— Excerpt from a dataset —
▽

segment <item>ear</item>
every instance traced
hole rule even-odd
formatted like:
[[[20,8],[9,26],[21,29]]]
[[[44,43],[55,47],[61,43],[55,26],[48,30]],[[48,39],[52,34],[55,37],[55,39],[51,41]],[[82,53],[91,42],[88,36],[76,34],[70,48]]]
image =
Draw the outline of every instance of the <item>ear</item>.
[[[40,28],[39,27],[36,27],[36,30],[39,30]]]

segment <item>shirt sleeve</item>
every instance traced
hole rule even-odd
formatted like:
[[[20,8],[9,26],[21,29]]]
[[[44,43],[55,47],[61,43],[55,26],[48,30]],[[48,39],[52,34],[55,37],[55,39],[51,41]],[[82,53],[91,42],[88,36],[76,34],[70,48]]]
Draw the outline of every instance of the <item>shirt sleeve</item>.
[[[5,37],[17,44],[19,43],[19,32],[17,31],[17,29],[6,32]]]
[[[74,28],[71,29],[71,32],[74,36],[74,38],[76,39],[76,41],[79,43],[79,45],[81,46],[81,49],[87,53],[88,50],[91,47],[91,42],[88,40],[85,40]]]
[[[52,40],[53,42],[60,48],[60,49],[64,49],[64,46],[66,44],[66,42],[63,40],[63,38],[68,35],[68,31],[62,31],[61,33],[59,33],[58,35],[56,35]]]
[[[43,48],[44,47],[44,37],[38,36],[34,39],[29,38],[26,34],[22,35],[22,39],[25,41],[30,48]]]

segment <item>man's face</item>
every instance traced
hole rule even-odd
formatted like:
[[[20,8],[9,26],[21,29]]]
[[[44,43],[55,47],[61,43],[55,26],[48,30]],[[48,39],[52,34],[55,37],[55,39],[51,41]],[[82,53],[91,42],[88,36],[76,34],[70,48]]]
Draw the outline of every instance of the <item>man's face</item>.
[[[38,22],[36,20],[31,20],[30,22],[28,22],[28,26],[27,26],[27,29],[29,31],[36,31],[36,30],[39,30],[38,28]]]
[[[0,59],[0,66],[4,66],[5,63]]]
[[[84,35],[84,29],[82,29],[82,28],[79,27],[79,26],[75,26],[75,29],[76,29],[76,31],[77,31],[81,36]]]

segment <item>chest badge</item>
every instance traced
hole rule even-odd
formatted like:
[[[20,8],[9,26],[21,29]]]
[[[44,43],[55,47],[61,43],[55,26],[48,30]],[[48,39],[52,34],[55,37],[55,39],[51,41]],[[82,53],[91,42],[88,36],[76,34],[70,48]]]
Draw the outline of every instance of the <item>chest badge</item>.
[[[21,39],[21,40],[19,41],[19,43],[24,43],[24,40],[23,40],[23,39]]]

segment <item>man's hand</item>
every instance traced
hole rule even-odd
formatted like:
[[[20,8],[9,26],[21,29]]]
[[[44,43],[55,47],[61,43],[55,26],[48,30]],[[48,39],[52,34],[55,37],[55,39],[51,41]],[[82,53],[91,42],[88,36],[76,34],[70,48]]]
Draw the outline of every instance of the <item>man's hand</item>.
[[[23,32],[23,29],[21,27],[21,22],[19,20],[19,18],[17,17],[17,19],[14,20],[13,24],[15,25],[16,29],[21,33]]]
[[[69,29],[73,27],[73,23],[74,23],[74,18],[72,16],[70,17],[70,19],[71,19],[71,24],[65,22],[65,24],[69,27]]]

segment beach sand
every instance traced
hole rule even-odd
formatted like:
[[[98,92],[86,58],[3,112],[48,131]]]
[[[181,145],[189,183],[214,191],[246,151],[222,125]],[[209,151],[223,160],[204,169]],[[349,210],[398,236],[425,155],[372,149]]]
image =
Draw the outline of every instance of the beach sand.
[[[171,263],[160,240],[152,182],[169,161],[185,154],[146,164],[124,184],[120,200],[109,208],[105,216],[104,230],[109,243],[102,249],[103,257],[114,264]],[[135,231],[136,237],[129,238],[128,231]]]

△
▽

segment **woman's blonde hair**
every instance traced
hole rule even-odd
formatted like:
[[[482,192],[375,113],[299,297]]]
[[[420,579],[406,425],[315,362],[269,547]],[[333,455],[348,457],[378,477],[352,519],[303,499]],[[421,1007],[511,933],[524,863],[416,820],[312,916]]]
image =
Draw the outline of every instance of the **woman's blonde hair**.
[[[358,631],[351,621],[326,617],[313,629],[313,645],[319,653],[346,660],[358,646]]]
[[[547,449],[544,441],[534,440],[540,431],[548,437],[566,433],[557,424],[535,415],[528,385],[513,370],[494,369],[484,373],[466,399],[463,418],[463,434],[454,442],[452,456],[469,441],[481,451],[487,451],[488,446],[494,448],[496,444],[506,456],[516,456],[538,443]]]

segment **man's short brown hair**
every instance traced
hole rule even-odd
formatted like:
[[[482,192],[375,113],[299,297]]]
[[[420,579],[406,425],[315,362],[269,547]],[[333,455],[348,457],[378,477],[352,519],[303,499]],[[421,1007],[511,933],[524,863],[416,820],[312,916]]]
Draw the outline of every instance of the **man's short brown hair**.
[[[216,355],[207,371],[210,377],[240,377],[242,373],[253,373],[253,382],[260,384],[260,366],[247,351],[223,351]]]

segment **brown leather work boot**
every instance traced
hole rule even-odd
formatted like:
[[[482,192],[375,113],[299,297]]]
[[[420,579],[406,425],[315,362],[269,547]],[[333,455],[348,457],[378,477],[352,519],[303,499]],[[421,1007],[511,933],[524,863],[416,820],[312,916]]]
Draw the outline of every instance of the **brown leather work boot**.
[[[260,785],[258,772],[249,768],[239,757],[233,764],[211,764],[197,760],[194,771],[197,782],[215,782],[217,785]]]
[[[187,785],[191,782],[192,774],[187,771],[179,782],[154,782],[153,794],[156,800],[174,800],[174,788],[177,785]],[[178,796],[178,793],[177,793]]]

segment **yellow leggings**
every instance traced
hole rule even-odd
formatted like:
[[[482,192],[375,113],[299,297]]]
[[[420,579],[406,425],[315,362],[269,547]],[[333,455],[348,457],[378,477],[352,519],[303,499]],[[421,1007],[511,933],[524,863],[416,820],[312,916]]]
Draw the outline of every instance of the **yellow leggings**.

△

— AIM —
Reproduce as a numbered list the lines of the records from the line with "segment <item>shirt sleeve</item>" up to and including the line with "Draw the outline of every instance of the <item>shirt", leaving out any blank lines.

— EXERCISE RESPONSE —
1. segment <item>shirt sleeve</item>
2. every instance traced
3. hole rule even-odd
4. formatted like:
5. [[[20,8],[9,26],[21,29]]]
6. [[[44,43],[55,47],[61,43],[55,26],[48,30]],[[48,39],[52,34],[55,37],[55,39],[51,41]],[[82,53],[91,42],[88,36],[76,34],[70,48]]]
7. Draw the outline of every instance of the <item>shirt sleeve</item>.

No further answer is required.